[Pointing and labeling entries]
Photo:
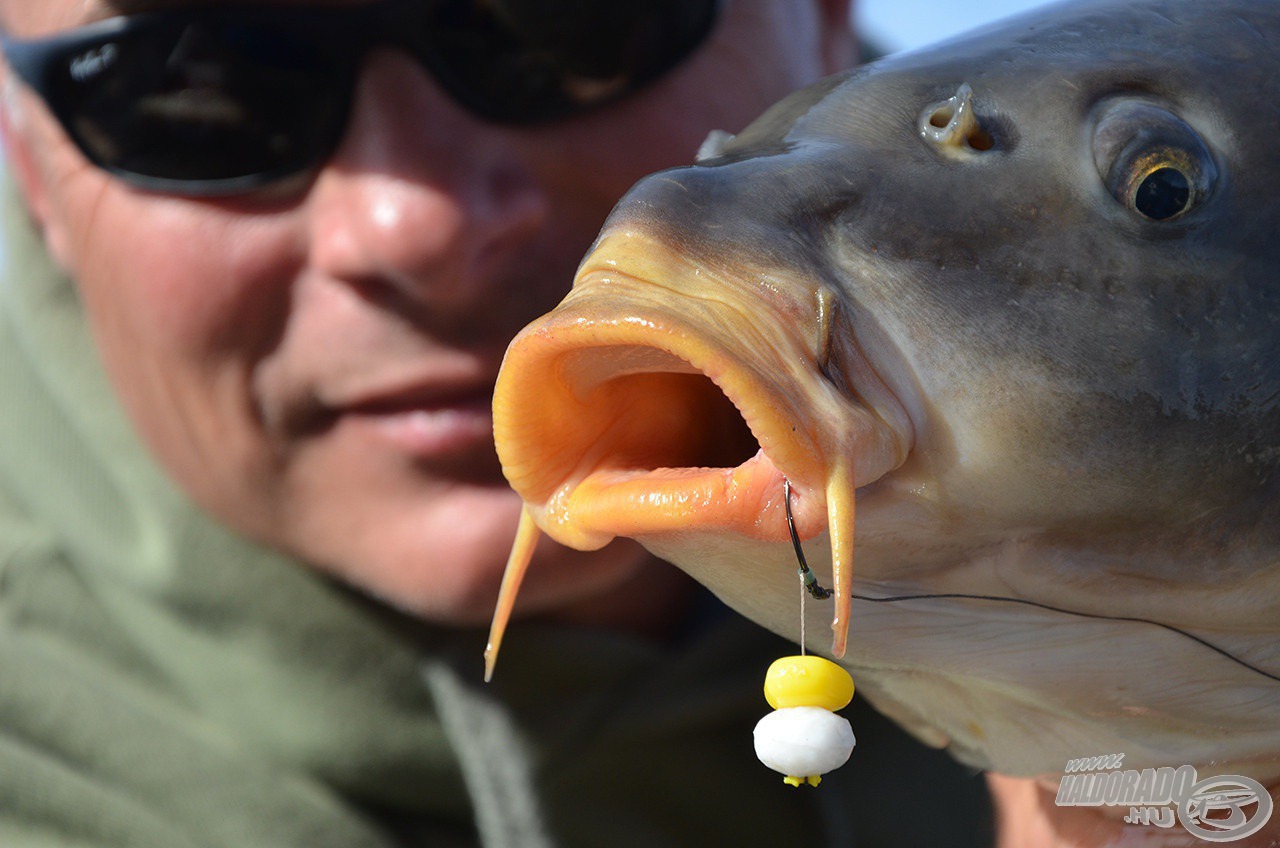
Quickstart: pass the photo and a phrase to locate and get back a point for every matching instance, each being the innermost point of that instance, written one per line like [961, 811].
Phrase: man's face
[314, 364]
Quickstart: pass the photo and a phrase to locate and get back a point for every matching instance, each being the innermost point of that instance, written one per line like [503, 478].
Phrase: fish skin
[1084, 404]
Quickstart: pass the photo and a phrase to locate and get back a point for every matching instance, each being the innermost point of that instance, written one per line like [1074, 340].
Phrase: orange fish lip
[584, 501]
[612, 415]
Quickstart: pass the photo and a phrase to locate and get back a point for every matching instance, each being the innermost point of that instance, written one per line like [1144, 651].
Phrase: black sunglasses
[224, 100]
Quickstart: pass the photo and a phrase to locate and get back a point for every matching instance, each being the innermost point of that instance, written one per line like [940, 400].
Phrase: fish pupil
[1162, 194]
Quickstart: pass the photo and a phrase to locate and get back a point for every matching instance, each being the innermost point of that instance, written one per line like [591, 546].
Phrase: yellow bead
[808, 682]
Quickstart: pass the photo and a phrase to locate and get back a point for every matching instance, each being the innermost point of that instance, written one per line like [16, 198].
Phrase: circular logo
[1225, 808]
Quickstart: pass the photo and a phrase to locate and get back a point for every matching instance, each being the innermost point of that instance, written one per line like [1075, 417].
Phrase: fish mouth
[666, 397]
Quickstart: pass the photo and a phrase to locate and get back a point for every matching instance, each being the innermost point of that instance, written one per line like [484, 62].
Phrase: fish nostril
[952, 127]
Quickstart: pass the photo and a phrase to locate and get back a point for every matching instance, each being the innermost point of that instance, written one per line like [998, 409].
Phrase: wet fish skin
[1084, 402]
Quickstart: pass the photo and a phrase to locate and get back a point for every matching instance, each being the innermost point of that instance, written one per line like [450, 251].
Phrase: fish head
[1018, 297]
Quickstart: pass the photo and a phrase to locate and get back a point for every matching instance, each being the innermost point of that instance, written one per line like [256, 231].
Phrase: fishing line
[817, 591]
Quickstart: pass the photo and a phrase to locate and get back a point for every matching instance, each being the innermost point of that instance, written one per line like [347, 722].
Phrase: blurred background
[905, 24]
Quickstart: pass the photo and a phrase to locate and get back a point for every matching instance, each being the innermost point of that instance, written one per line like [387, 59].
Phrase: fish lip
[750, 495]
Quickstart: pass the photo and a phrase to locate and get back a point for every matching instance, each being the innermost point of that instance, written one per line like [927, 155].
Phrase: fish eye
[1151, 160]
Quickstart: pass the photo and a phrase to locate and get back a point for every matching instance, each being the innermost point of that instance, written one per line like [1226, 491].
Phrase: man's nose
[421, 199]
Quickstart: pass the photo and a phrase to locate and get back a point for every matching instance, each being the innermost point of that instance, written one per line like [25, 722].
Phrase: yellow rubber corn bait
[803, 738]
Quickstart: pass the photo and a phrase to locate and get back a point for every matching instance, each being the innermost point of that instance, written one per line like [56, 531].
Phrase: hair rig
[804, 738]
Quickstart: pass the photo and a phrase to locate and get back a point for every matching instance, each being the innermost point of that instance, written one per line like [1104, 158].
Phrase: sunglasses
[225, 100]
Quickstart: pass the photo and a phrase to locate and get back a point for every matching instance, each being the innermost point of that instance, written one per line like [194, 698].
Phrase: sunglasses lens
[209, 104]
[228, 100]
[529, 60]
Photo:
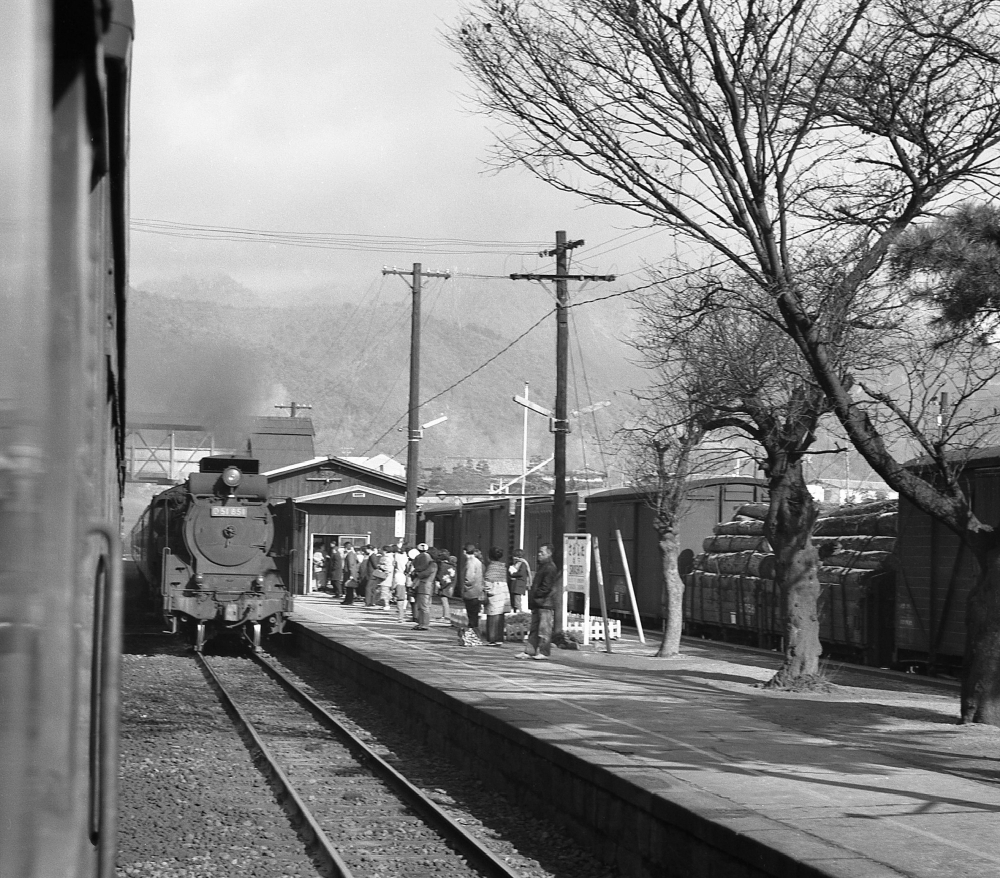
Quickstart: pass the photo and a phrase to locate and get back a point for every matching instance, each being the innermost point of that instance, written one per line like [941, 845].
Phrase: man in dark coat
[352, 569]
[336, 571]
[424, 571]
[542, 603]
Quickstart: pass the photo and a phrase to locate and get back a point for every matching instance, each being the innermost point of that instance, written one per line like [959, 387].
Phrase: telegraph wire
[334, 241]
[464, 378]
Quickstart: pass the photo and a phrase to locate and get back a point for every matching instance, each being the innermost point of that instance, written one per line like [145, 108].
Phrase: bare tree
[660, 447]
[795, 142]
[731, 365]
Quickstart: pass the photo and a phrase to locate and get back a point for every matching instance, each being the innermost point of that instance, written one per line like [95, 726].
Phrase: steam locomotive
[205, 548]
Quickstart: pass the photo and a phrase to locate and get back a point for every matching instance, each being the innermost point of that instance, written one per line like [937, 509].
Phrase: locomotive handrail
[110, 651]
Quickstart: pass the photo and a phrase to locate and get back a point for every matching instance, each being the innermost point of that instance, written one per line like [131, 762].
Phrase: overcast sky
[334, 117]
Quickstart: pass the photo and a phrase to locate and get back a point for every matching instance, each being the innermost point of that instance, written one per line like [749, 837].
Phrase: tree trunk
[789, 525]
[672, 601]
[981, 668]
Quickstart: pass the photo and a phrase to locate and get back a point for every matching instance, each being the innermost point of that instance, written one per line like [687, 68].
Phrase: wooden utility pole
[413, 426]
[559, 424]
[295, 406]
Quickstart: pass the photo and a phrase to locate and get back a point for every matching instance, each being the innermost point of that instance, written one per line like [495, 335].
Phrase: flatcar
[206, 548]
[63, 281]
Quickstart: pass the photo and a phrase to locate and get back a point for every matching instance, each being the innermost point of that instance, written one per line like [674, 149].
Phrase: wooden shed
[710, 501]
[330, 501]
[936, 571]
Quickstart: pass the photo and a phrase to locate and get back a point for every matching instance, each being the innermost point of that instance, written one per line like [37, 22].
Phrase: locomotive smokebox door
[228, 536]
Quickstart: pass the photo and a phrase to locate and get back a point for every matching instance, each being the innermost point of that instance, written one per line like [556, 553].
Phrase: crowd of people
[406, 580]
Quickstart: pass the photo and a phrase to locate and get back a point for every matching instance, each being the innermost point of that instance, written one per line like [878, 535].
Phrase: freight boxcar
[452, 523]
[710, 501]
[936, 572]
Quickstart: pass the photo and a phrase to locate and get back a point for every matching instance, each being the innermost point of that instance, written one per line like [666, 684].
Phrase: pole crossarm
[410, 272]
[602, 277]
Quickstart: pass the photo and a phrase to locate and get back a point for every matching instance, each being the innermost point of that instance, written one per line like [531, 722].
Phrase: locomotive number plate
[229, 512]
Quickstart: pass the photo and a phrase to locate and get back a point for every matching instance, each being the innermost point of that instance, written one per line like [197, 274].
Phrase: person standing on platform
[387, 566]
[372, 575]
[542, 603]
[424, 571]
[336, 571]
[319, 570]
[497, 597]
[472, 585]
[518, 579]
[446, 583]
[352, 574]
[399, 583]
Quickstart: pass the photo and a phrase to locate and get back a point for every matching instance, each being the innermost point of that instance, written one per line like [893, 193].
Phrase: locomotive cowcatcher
[205, 547]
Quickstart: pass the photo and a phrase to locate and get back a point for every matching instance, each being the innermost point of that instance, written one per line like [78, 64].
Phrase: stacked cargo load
[731, 588]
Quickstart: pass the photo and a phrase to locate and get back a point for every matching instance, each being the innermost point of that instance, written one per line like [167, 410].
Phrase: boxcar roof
[632, 493]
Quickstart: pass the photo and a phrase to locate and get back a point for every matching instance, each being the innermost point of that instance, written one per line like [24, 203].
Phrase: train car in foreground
[206, 548]
[63, 281]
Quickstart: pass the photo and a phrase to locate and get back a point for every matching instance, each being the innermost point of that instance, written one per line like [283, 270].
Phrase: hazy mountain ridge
[236, 355]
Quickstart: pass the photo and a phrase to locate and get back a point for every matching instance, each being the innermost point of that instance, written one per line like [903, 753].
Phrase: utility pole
[295, 406]
[414, 431]
[559, 424]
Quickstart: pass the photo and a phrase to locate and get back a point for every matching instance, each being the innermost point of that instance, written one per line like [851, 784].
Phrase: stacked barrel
[731, 587]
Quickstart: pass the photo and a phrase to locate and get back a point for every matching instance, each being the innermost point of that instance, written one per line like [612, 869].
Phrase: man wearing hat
[424, 572]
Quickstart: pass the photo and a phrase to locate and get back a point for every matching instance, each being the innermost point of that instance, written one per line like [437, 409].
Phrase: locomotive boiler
[206, 550]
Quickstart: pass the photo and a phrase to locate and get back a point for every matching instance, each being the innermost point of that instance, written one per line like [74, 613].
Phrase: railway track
[360, 815]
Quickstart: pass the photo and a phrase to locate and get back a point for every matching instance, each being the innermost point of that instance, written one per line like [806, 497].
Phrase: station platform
[682, 767]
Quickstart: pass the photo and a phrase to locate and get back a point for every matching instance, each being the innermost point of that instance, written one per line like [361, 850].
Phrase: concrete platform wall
[642, 834]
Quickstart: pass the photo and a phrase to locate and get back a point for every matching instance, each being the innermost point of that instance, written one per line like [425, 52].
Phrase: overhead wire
[334, 241]
[464, 378]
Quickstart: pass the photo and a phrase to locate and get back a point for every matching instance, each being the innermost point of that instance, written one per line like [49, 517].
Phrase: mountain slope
[234, 357]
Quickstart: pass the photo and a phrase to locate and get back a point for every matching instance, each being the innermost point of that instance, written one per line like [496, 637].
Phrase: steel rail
[326, 850]
[479, 856]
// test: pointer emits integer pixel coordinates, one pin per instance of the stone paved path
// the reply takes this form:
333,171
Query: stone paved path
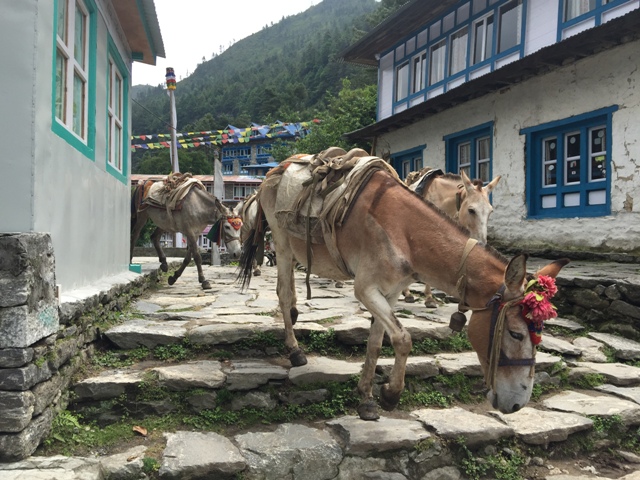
399,446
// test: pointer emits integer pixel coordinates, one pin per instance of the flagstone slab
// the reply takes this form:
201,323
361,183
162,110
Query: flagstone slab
420,367
290,452
616,373
596,404
565,323
451,423
186,376
540,427
625,349
226,334
591,350
365,438
559,346
323,369
109,384
200,455
250,374
628,393
148,333
465,363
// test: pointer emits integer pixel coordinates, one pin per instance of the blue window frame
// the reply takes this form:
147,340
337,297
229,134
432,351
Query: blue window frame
571,12
471,151
452,47
408,161
569,166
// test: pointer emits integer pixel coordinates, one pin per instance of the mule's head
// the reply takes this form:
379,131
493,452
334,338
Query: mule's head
231,226
475,208
505,334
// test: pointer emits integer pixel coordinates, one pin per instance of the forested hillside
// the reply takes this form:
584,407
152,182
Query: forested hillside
289,71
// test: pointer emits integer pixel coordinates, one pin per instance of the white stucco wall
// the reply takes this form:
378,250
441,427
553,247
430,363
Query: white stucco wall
603,80
53,187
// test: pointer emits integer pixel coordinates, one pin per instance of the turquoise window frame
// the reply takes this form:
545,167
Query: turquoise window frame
472,134
558,129
413,155
112,52
88,149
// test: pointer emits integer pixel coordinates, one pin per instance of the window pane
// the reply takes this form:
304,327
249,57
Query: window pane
464,156
598,170
79,40
573,145
402,81
459,51
510,23
61,68
437,62
575,8
78,105
62,20
549,160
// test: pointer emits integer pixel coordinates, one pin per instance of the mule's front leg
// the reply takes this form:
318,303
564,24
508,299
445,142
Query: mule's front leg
155,238
193,246
368,408
287,300
176,275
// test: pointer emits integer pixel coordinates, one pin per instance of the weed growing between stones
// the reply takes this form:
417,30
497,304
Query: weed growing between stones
505,464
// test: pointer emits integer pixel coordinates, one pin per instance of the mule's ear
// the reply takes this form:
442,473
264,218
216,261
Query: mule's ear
492,184
468,186
515,273
553,268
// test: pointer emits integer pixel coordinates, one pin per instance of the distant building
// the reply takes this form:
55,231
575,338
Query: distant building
66,126
545,93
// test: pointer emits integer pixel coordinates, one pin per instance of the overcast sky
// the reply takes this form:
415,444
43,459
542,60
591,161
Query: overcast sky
192,29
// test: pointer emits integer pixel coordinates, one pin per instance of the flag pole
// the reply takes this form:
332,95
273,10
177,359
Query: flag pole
171,88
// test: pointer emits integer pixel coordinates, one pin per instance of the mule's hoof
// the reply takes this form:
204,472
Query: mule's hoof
368,410
430,303
297,358
388,400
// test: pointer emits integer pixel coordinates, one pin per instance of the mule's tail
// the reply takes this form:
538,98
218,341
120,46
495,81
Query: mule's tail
252,248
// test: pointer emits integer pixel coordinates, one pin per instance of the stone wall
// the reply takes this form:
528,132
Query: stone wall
43,344
606,305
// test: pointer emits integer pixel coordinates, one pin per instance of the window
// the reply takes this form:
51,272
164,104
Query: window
482,39
458,51
575,8
115,123
471,151
436,62
243,191
568,166
418,79
402,81
72,66
408,161
509,34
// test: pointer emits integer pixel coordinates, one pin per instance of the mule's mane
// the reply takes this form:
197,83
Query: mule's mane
457,178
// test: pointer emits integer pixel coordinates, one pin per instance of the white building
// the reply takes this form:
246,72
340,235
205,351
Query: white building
542,92
65,126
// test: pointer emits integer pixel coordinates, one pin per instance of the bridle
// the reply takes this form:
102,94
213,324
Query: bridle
497,358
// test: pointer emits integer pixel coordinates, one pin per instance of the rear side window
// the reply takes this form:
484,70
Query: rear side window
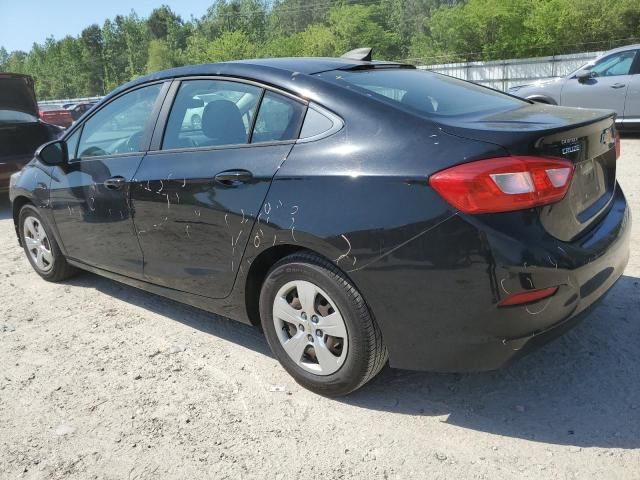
119,126
279,119
425,93
209,113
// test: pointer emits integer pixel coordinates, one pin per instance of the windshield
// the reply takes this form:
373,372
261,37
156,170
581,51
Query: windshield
11,116
425,93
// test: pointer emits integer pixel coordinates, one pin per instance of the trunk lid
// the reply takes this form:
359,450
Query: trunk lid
584,137
17,93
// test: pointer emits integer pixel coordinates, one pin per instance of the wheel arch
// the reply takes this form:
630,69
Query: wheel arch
259,269
18,203
257,273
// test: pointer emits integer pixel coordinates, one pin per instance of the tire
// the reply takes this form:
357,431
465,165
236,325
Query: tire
41,249
330,365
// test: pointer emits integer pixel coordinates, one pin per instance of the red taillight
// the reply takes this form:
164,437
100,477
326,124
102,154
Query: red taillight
528,297
504,184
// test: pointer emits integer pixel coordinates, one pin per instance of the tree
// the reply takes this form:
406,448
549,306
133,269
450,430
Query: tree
4,58
160,56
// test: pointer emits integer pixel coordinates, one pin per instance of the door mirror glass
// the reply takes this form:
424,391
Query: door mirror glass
53,153
584,75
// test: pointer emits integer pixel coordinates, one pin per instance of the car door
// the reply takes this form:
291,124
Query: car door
608,86
90,193
199,193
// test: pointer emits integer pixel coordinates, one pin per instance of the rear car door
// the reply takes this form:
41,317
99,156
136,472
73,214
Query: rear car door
608,87
90,194
201,187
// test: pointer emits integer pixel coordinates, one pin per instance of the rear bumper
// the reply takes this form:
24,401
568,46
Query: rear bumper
436,298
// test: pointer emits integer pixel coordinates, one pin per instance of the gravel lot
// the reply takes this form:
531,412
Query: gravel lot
98,380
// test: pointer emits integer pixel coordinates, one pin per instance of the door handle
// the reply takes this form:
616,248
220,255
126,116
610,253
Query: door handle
234,177
115,183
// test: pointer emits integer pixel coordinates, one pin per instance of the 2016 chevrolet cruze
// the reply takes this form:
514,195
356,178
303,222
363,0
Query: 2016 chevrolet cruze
358,211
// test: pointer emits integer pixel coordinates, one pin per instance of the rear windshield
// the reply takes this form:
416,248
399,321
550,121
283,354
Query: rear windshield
11,116
425,93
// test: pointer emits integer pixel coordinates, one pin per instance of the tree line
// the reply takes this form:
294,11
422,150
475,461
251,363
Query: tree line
417,31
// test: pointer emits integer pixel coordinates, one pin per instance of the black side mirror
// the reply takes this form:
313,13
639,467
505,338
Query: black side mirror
584,75
53,153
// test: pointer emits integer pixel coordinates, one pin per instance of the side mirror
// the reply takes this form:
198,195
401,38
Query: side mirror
584,75
53,153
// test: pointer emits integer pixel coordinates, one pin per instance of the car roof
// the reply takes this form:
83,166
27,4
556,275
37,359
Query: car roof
264,68
622,49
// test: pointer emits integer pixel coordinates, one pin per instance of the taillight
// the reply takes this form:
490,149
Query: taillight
528,297
504,184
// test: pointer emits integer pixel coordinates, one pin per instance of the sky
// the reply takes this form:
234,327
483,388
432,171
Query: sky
23,22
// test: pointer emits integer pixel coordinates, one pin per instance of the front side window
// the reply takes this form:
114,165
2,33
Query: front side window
72,144
209,113
119,126
618,64
425,93
279,119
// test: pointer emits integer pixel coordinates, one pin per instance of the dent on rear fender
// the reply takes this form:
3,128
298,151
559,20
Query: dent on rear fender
341,219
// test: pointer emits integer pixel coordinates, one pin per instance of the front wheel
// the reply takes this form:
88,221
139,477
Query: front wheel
41,248
319,327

_YOUR TASK_.
Starting at the line that contains "the gravel lot", retype each line through the end of the listing above and nothing else.

_EXERCISE SOLUTION_.
// test: pointer emits integer pixel coordinates, one pin per instance of the gravel lot
// the reply takes this form:
531,412
Query: gravel lot
98,380
// test: pointer emits integer pixel coordinates, one pin per instance of the door handle
// the reply takes this form:
616,248
220,255
126,116
610,253
Query: door handle
234,177
115,183
// test: pointer emits integer pixel coordinates, one pin per instance of the 2016 chevrolet cruze
// the reply takes this form:
514,195
356,178
303,222
363,0
Query: 2016 chevrolet cruze
358,211
// test: pointer emits integer pixel coordinates, one pin per instance of the rear windshield
// the reply takes this form:
416,248
399,321
550,121
283,354
Query: rear windshield
11,116
425,93
// test: pointer emits integer pixel coordinates, one pin per instance of the tree line
// the reply takes this form:
294,11
422,150
475,461
251,363
Query: tree line
417,31
// test: pointer emits integer pixel coordinates, one pin per instance of the black side mirror
// the reply takes this form:
313,13
639,467
505,338
Query: black side mirror
584,75
53,153
// test: pointer emits integer pixel coordinates, one pin per instance of the side mirror
// the reply takes this form:
198,195
401,38
Query: side mirror
584,75
53,153
// test: pointer emits integer pixel coordinates, one pin per instance of the car roof
// the reply takes this form:
83,166
27,4
556,275
37,359
Query: car roof
264,68
622,49
// test: pointer emits integer pixel coordinates, one pin per instance of the taillight
// the reply takes this form:
490,149
Query: taillight
528,297
504,184
// test: pointer emits integer pixel coordinates, one pin per instance of the sky
// the reply takes this form:
234,327
483,388
432,171
Query: sky
23,22
// test: pointer emits integer pixel coordinates, one pin per instance of the front side window
// the reply takes this form:
114,165
2,33
Query: front side window
72,144
209,113
119,126
618,64
425,93
279,119
// test: pointer emits integer pixel coordinates, one pin per instance of the dent on rear fender
// the reply takes this form:
3,128
298,151
559,20
Query: dent on rear fender
341,219
// test: pointer emits integer pixel coordinates, one pin per instance of the front wheel
// the reply takes this form:
88,221
139,477
Query: front wheel
41,248
319,327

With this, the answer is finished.